* _Exercise_
In your transcription, keep every record exact and leave out the pictures.

Dataset entries:
····················

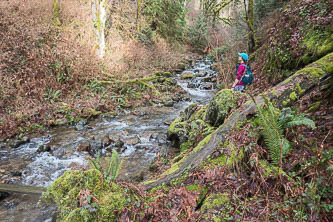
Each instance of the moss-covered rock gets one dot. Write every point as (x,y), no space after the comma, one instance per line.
(231,156)
(85,196)
(185,131)
(219,108)
(187,75)
(178,132)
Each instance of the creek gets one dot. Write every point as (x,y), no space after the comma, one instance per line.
(138,136)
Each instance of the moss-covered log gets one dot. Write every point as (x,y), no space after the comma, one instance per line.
(283,94)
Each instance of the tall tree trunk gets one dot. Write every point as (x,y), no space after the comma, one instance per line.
(250,23)
(98,8)
(138,14)
(56,13)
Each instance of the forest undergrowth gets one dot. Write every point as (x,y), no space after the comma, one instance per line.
(50,75)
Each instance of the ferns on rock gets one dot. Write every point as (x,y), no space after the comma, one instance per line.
(272,123)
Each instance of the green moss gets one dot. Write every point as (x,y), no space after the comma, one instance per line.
(218,109)
(230,157)
(293,96)
(109,203)
(300,91)
(268,170)
(314,107)
(187,76)
(286,102)
(194,187)
(176,126)
(167,74)
(202,143)
(185,146)
(317,44)
(326,63)
(101,198)
(314,72)
(200,114)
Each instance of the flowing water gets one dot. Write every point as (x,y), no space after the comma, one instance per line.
(137,135)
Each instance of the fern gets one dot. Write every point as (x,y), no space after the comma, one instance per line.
(273,123)
(113,168)
(96,163)
(272,132)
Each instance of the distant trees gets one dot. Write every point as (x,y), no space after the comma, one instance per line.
(167,17)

····················

* _Written response_
Each instance of the moss-covered rock gets one dot. Write every point as (x,y), no space after the comma, one instance per line.
(231,156)
(85,196)
(185,131)
(219,108)
(187,75)
(178,132)
Each instance of the creek gets one dot. Write every point as (x,y), no space after the comma, one instance per line.
(138,136)
Each instance of the moss-covered log gets one dot. Write every point as (x,y), no space after the comma, one instance per line.
(283,94)
Each instance of the tall tree trunk gets one dot. Write every point as (x,y), no space after the comma, one instance per line.
(250,23)
(98,8)
(138,14)
(56,13)
Each instance of the forest undergrowth gets one dot. Write every point as (x,y), no space after the comma, one instance per line.
(50,75)
Each instance of the ferns on rock gets one dot. Write every point as (x,y), no space after the comma, one instance per line.
(272,123)
Each instance of the green moss gets one dot. Write every point as (x,y), no space after the comma, one instance per line.
(218,109)
(230,157)
(293,96)
(109,203)
(300,91)
(268,170)
(314,107)
(187,76)
(286,102)
(194,187)
(176,126)
(167,74)
(202,143)
(185,146)
(317,44)
(326,63)
(101,198)
(314,72)
(200,114)
Each instance of the flowing water gets one dot. Write every point as (x,y), no space after the comma, one instance per line.
(137,135)
Each instance of the fern gets one dot. Write every point as (x,y), no space after the comma, one instance per line.
(273,123)
(113,168)
(96,163)
(272,132)
Each instance of the distant trees gets one dot. Write every point as (x,y), no space after the comma, one instance per line.
(167,17)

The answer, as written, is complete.